Ebu'l-Hasen el-Eş'ârî'nin (324/935-36) öncülüğünü
        yaptığı, kelâm metodunu benimseyen kelâm ekolü. Çoğulu
        "Eşâ'ira" gelir.
        Eş'ariyye ismi, her ne kadar, Ehl-i Sünnete
        mensup iki ekolden birisinin ismi olsa da, bu ekolün ortaya çıkışı
        dikkate alındığında, ehl-i bidata mukabil kullanılması
        itibariyle genel anlamda Mâtûridîyye'yi de içine alarak, Ehl-i Sünnet'in
        genel ismi olarak anlaşılmaktaydı. Zira, o yıllarda
        akaidin önemli meselelerinden birini teşkil eden Allah'ın sıfatları
        meselesinde birbirine zıt iki görüş ileri sürülüyordu.
        Bunlar, sıfatları kabul eden Selefiyye görüşü ile
        onların bir kısmını kabul etmeyen Muattıla görüşü
        idi. Selefiyye'ye sıfatları kabul etmesi sebebiyle "Sıfâtiyye"
        deniliyordu. Eş'ârî Selefiyye'ye geçtikten ve Eş'ariyye
        ekolünün temsilcisi olduktan sonra, sıfatları kabul eden
        Ehl-i Sünnete "Eş'ârîyye" denilmiştir.
        İşte bu bakımdan Eş'ârîyye, ehl-i bid'ata mukabil
        olarak kullandığı takdirde Maturidiyye'yi de içine
        almaktadır (Bekir Topaloğlu, Kelam İlmi 153. Ayrıca
        kaynaklar için bk. Şehristânı, el-Mile'l 1/92-93; İzmirli,
        Yeni İlm-i Kelâmı/l 10).
        Eş'ârîyye Mezhebi, Mu'tezile'ye karşı
        bir anti-tez olarak doğmuş ve selef akidesini esas almıştır.
        Fakat, akaid meselelerinin ele alınışında kelâmı
        bir istidlâl kullanılmış, te'vile yer verilmiştir.

■ Kayıtlar
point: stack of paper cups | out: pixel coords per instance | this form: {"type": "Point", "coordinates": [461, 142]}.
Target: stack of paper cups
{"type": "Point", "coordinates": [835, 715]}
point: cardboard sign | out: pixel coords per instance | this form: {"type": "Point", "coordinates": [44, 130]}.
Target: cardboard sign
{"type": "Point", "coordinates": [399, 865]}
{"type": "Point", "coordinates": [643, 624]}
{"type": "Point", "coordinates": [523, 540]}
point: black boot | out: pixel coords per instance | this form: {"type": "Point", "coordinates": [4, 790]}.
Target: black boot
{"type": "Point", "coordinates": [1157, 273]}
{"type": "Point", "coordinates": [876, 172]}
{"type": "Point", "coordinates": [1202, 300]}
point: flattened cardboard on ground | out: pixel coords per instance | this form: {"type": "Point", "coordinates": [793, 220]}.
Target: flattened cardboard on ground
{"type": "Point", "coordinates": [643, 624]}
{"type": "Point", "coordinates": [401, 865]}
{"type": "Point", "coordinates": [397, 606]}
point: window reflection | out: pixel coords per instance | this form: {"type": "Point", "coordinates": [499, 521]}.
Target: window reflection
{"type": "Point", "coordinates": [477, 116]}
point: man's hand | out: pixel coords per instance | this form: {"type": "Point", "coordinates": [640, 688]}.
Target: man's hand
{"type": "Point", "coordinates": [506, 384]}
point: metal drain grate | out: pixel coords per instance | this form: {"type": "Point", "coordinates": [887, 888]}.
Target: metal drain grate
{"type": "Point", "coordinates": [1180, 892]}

■ Görev tanımı
Eş'ariyye ekolünü anlatan metinde "İşte bu bakımdan" sözleriyle açılıp "akidesini esas almıştır." sözleriyle kapanan bölümü kelimesi kelimesine aktarın.

■ Beklenen çıktı
İşte bu bakımdan Eş'ârîyye, ehl-i bid'ata mukabil
        olarak kullandığı takdirde Maturidiyye'yi de içine
        almaktadır (Bekir Topaloğlu, Kelam İlmi 153. Ayrıca
        kaynaklar için bk. Şehristânı, el-Mile'l 1/92-93; İzmirli,
        Yeni İlm-i Kelâmı/l 10).
        Eş'ârîyye Mezhebi, Mu'tezile'ye karşı
        bir anti-tez olarak doğmuş ve selef akidesini esas almıştır.